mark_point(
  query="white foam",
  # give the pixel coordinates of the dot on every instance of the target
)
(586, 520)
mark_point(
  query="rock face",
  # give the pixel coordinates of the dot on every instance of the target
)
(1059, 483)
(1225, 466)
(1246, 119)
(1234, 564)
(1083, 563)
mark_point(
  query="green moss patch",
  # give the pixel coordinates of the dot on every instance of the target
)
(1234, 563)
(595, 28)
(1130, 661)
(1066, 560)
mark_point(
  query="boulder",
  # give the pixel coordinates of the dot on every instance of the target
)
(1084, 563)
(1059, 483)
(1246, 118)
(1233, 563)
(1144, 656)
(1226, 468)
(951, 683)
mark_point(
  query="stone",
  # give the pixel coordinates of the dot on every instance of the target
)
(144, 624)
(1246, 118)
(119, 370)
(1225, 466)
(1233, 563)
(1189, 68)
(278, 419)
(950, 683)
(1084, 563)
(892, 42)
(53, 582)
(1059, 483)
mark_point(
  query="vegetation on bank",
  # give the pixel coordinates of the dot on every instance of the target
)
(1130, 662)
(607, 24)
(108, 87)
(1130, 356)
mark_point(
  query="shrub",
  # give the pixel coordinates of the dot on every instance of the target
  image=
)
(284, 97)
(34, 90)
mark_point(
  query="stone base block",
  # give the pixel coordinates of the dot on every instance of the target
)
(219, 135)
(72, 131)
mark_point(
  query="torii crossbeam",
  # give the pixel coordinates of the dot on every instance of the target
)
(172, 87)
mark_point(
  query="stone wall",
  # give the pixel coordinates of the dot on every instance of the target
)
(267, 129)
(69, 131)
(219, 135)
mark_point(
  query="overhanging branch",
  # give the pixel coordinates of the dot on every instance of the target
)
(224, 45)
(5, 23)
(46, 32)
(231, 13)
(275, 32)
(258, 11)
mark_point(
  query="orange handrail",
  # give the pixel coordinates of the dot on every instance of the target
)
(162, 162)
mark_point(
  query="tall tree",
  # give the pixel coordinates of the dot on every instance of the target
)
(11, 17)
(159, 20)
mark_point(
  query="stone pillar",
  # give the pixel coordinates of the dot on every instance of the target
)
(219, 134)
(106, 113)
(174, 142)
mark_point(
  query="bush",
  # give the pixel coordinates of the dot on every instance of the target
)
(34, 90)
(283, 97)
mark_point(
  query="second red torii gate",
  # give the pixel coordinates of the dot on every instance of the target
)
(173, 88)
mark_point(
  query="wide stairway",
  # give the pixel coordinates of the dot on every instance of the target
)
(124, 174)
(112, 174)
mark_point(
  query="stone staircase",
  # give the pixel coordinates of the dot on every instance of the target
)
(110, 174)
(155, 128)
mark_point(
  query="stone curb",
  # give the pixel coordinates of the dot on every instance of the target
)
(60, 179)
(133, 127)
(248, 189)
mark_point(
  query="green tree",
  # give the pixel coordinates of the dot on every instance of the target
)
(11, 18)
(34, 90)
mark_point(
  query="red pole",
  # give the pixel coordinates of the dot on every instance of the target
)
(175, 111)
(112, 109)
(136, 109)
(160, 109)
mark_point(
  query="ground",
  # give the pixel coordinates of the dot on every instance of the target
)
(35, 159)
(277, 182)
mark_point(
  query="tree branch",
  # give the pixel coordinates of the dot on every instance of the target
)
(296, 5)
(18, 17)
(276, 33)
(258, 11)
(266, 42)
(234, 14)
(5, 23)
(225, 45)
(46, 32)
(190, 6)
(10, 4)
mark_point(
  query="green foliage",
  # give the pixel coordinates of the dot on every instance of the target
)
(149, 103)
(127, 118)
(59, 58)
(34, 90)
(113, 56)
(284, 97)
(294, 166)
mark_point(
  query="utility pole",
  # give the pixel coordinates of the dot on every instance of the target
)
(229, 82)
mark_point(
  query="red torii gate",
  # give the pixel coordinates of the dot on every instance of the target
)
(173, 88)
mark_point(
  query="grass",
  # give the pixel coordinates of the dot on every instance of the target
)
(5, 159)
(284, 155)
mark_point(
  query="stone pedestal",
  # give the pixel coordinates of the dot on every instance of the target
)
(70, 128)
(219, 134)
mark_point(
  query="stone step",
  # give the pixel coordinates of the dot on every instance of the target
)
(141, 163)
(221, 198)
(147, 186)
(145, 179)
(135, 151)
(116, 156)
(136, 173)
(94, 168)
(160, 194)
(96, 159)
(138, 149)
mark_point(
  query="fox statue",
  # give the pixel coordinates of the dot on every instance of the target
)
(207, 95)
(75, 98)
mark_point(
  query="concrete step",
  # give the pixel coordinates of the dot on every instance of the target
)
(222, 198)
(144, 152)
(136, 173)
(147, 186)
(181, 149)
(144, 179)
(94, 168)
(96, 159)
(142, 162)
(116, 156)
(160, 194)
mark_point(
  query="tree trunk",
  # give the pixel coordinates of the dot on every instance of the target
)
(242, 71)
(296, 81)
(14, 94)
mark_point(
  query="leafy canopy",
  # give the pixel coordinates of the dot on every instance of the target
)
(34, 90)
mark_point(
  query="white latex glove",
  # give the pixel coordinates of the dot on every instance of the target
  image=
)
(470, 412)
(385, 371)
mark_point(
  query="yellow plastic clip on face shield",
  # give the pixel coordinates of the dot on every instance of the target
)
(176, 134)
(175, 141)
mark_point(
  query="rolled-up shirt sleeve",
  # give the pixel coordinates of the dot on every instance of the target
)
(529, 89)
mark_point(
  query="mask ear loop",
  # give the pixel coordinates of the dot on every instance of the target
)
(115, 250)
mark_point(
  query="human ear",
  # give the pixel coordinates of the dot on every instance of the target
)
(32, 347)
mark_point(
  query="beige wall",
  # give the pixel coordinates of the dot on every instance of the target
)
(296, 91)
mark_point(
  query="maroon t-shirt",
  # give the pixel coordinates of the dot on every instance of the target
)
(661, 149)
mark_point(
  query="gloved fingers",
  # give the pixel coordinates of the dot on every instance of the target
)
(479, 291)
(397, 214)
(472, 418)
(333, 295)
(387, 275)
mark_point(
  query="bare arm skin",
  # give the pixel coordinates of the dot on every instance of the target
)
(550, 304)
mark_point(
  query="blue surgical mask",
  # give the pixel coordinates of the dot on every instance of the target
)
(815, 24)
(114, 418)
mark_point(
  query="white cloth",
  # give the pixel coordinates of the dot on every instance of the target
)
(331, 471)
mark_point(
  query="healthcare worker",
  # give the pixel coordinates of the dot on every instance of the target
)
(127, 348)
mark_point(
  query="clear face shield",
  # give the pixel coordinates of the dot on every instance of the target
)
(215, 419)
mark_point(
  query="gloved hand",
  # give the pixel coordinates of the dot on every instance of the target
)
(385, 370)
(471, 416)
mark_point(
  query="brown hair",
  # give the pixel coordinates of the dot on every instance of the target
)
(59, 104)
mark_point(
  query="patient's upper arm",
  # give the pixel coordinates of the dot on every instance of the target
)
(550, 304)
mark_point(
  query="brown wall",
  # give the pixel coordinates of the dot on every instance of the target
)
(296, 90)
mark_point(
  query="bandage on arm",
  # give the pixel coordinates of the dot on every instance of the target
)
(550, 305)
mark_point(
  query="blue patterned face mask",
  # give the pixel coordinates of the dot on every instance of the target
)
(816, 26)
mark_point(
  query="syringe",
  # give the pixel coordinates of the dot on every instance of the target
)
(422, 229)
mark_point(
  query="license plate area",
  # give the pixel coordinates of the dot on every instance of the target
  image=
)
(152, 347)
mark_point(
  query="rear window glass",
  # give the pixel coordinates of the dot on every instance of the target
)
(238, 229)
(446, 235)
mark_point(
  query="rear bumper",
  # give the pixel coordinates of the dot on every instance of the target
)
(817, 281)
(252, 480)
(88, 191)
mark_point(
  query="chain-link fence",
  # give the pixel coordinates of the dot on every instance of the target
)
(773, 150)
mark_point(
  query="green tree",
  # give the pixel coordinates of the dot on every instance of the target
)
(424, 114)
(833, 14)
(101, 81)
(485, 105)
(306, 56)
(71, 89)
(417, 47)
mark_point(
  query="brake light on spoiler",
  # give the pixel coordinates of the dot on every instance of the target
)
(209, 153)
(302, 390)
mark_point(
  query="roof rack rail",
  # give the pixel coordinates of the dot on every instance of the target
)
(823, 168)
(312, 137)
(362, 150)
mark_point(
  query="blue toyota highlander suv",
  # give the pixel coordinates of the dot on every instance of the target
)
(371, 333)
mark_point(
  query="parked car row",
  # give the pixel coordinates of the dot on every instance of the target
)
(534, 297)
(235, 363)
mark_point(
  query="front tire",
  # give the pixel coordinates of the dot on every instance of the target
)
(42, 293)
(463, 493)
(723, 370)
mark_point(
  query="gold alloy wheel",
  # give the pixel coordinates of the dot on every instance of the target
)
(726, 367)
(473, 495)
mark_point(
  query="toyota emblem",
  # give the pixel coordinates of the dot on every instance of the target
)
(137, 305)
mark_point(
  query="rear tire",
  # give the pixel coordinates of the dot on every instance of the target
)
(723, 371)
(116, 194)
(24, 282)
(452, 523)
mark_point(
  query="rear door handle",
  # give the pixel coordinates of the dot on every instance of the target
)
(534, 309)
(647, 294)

※

Problem to solve
Read the data above and pull out each line that holds the string "step".

Answer to this task
  query="stone step",
  query="concrete step",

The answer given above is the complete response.